start TEXT TO READ

2.2                              The headings in this Agreement are for convenience only and shall not affect its interpretation.

 

2.3                              A ‘person’ shall include any company, corporation, firm, partnership, joint venture, unincorporated association, organisation or trust (in each case whether or not having separate legal personality) and references to any of the same shall include a reference to each of them.

 

2.4                              Words importing one gender shall include the other gender.

 

2.5                              Any reference to a statutory provision is a reference to that provision as for the time being re-enacted, amended, modified or extended.

 

3                                        PROVISION OF THE SERVICES

 

3.1                              Motif hereby engages Amphion to provide the Services to the Business and for this purpose to make available Mr Bertoldi with effect from the Commencement Date, and Amphion hereby undertakes to do so upon the terms and conditions of this Agreement.

end TEXT TO READ

● SET OF TASKS
[A] Answer these from the services agreement:
(i) What effect do the headings have on how the agreement is interpreted?
(ii) What do words importing one gender include?
(iii) Whom is Amphion to make available under clause 3.1?
[B] Return the services agreement word for word, everything from "2.3                              A ‘person’" down to "the other gender.".
[C] Resume the services agreement after its last sentence.
The records that follow have no connection to the services agreement.

start EXTRACTED RECORDS

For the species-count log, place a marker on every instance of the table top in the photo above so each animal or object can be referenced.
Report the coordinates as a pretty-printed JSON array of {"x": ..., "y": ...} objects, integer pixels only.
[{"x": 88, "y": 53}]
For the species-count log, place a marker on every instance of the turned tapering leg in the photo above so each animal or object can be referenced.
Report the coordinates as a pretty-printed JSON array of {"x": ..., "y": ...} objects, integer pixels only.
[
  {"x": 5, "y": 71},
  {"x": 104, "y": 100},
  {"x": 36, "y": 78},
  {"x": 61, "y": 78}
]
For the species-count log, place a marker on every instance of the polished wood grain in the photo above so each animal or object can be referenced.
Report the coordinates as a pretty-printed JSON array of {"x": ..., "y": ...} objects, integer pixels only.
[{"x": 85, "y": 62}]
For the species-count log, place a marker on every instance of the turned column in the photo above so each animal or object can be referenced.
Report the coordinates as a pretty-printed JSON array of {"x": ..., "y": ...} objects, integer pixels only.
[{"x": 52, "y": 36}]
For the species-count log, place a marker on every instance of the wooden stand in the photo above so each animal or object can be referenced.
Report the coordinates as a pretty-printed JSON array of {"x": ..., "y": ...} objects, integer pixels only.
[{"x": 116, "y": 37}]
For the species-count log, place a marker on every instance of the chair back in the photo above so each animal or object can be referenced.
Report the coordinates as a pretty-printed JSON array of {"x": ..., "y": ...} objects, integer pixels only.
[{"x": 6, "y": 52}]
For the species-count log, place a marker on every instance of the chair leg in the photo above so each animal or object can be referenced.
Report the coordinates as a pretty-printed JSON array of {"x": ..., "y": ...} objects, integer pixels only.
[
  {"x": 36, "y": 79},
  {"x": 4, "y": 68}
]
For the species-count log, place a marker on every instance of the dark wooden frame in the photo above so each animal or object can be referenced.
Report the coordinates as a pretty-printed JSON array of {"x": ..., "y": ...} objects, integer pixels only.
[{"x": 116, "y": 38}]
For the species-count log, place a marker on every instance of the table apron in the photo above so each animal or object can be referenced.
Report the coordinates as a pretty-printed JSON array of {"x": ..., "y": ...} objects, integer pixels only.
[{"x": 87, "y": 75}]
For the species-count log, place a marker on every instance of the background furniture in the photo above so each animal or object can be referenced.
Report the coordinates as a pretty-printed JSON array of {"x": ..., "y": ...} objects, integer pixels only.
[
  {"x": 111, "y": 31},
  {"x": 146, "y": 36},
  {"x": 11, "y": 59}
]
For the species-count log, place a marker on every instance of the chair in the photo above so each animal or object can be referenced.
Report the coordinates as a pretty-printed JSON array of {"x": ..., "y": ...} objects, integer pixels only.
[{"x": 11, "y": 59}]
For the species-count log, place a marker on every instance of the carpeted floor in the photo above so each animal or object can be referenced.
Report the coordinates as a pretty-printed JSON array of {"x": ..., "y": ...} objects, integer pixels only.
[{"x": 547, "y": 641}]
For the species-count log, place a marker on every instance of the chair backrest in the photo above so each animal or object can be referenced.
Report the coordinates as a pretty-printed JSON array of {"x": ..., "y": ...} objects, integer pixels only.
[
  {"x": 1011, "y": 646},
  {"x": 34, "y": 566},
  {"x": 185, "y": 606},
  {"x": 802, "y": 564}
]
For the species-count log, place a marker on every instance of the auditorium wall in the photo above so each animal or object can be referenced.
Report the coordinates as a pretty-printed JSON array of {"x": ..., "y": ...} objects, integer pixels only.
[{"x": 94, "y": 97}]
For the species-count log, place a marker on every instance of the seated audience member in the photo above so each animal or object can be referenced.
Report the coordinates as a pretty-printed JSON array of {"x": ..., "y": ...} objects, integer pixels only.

end EXTRACTED RECORDS

● RESPONSES FOR EACH TASK
[A]
(i) None; they are for convenience only and shall not affect its interpretation.
(ii) The other gender.
(iii) Mr Bertoldi.

[B]
2.3                              A ‘person’ shall include any company, corporation, firm, partnership, joint venture, unincorporated association, organisation or trust (in each case whether or not having separate legal personality) and references to any of the same shall include a reference to each of them.

 

2.4                              Words importing one gender shall include the other gender.

[C]
3.2                              Amphion shall during the continuance of and subject to the remaining terms of this Agreement:

 

(a)                                provide the Services to a standard which is satisfactory to Motif;

 

2



 

(b)                                 have control over the provision of the Services and be entitled to decide the location and method of the provision of the Services and Mr Bertoldi’s hours of work provided always that the Services shall be provided to the standard set out in this Agreement;

 

(c)                                 make available Mr Bertoldi for at least 20 Working Hours in each calendar month for the purposes of providing the Services together with such additional time if any as may be necessary for them to be provided fully and properly;

 

(d)                                procure that Mr Bertoldi shall prior to commencing work in relation to the Services enter into a valid confidentiality undertaking and valid assignment of all existing and future Intellectual Property Rights (as defined in clause 11) directly with Amphion in terms substantially the same as the provisions of clauses 9 and 11 respectively;

 

(e)                                 be entitled to use a third party to perform any administrative, clerical or secretarial functions which are reasonably incidental to the provision of the Services provided that:

 

(i)                                    Motif will not be liable to bear the cost of such functions; and

 

(ii)                                 Amphion shall procure that such third party shall comply with the provisions of clause 9 (confidentiality) as if it had contracted on those terms with Motif directly and, at Motif’s request, enter into direct undertakings with Motif, including with regard to confidentiality;

 

(f)                                  promptly give to Motif (in writing if so requested) all such information and reports as Motif may reasonably require in connection with the Services;

 

(g)                                 provide a telephone number or other means of communication by which Amphion and Mr Bertoldi may be contacted most easily on the quickest possible notice;

 

(h)                                not without the prior written consent of Motif:

 

(i)                                    bind or hold itself out as being able to bind Motif to any contract;

 

(ii)                                 create or hold itself out as being able to create any liability against Motif in any way;  or

 

(iii)                              instruct or allow Mr Bertoldi to hold himself out as an employee or officer of Motif or to hold himself out or bind Motif as set out in sub-clauses (i) and (ii) above; and

 

(i)                                    procure that Mr Bertoldi shall not carry out any act which if it had been done by Amphion, would have been a breach of sub-clause (h) above.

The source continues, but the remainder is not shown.